## Available records
──────

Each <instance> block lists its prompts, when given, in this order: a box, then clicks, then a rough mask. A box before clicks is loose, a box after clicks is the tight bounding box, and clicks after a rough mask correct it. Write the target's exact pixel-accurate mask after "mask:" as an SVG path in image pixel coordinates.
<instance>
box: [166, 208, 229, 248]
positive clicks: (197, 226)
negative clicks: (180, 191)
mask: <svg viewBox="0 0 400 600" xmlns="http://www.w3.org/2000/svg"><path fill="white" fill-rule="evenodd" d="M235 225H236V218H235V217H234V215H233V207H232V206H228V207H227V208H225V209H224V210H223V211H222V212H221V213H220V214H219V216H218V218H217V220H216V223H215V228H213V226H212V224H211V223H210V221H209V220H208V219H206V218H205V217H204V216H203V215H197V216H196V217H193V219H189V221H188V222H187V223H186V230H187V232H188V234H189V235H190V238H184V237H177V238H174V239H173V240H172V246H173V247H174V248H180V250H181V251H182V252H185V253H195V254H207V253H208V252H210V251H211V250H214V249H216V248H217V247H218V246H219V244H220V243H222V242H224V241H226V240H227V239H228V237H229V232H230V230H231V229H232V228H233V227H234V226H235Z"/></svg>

──────

Rewrite the material above with every "rough mask" switched to "coarse mask" and all other text left unchanged.

Each <instance> block lists its prompts, when given, in this order: a box, then clicks, then a coarse mask. A box before clicks is loose, a box after clicks is the tight bounding box, and clicks after a coarse mask correct it. Write the target's exact pixel-accurate mask after "mask:" as an SVG path in image pixel coordinates.
<instance>
box: [166, 208, 229, 248]
positive clicks: (197, 226)
negative clicks: (180, 191)
mask: <svg viewBox="0 0 400 600" xmlns="http://www.w3.org/2000/svg"><path fill="white" fill-rule="evenodd" d="M235 225H236V218H235V217H234V215H233V207H232V206H228V207H227V208H225V209H224V210H223V211H222V212H221V213H220V214H219V216H218V218H217V220H216V223H215V228H213V226H212V224H211V223H210V221H209V220H208V219H206V218H205V217H204V216H203V215H197V216H196V217H193V219H189V221H188V222H187V223H186V230H187V232H188V234H189V235H190V238H184V237H177V238H174V239H173V240H172V246H173V247H174V248H180V250H181V251H182V252H185V253H195V254H207V253H208V252H210V251H211V250H214V249H216V248H217V247H218V246H219V244H220V243H222V242H224V241H226V240H227V239H228V237H229V232H230V230H231V229H232V228H233V227H234V226H235Z"/></svg>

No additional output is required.